# [Written exercise]
Copy the stretch of the material below from the line containing "on shorts in the photo above." through the end of the material, reproducing each line without any change.
---*---
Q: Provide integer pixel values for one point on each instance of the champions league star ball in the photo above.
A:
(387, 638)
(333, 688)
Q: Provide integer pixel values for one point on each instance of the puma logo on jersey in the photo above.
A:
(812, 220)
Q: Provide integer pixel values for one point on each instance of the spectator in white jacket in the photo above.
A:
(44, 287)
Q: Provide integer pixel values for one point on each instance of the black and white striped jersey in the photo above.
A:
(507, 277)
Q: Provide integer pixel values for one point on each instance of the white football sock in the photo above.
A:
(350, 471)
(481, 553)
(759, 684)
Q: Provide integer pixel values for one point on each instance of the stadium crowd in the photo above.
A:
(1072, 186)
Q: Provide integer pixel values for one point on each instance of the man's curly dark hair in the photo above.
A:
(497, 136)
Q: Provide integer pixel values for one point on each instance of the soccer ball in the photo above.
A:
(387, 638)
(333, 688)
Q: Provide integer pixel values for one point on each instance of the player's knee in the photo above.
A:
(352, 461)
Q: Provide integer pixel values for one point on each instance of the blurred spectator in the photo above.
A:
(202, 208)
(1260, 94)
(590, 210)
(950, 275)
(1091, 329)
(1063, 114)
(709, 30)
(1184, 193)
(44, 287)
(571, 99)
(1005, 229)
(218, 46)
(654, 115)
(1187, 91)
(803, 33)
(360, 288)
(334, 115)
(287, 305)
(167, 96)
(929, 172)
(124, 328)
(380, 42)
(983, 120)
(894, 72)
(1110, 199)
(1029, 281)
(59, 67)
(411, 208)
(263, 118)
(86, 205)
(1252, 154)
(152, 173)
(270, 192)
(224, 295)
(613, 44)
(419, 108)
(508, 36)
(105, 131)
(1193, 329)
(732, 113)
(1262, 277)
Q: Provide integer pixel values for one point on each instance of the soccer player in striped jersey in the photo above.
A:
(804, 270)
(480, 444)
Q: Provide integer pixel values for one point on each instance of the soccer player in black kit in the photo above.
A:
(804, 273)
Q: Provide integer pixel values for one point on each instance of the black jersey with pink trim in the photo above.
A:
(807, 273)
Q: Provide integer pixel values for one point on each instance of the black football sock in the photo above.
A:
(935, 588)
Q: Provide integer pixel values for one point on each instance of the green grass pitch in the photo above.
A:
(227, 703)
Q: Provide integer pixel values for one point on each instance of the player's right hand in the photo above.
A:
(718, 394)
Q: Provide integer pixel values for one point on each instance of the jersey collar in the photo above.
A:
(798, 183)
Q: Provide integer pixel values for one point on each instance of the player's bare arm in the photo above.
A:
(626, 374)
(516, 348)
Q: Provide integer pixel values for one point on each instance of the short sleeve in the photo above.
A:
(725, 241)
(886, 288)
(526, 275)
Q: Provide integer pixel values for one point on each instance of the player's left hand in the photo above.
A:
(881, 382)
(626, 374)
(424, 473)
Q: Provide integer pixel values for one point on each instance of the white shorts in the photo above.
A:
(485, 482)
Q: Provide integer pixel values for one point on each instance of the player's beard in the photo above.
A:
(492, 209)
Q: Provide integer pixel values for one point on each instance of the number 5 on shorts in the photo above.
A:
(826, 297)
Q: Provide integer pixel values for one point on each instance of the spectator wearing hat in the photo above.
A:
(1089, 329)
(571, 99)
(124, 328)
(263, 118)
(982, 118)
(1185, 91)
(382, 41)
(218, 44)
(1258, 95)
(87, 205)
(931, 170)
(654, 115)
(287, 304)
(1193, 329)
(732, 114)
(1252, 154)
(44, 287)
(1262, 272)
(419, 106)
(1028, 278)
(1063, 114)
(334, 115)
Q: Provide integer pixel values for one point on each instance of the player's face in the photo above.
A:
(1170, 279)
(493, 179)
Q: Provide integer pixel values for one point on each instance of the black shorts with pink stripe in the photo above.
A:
---*---
# [Exercise answer]
Q: Provide integer pixel values for one point on each instance of the number 5 on shorts in the photo above.
A:
(826, 297)
Q: Provide integer pixel values for one point on each instance of the spectator wearing hat in the photo above.
A:
(1089, 329)
(571, 99)
(124, 328)
(263, 118)
(982, 118)
(1185, 91)
(382, 41)
(218, 44)
(1258, 95)
(87, 205)
(931, 170)
(654, 115)
(287, 304)
(1193, 329)
(732, 114)
(1252, 154)
(44, 287)
(1262, 272)
(419, 106)
(1028, 278)
(1063, 114)
(334, 115)
Q: Provide integer pixel values for one point on each instance of the player's face in the photo above.
A:
(1170, 279)
(493, 179)
Q: Provide integer pixel values for one point on each instance of the black shorts with pink stripe in the photo above.
A:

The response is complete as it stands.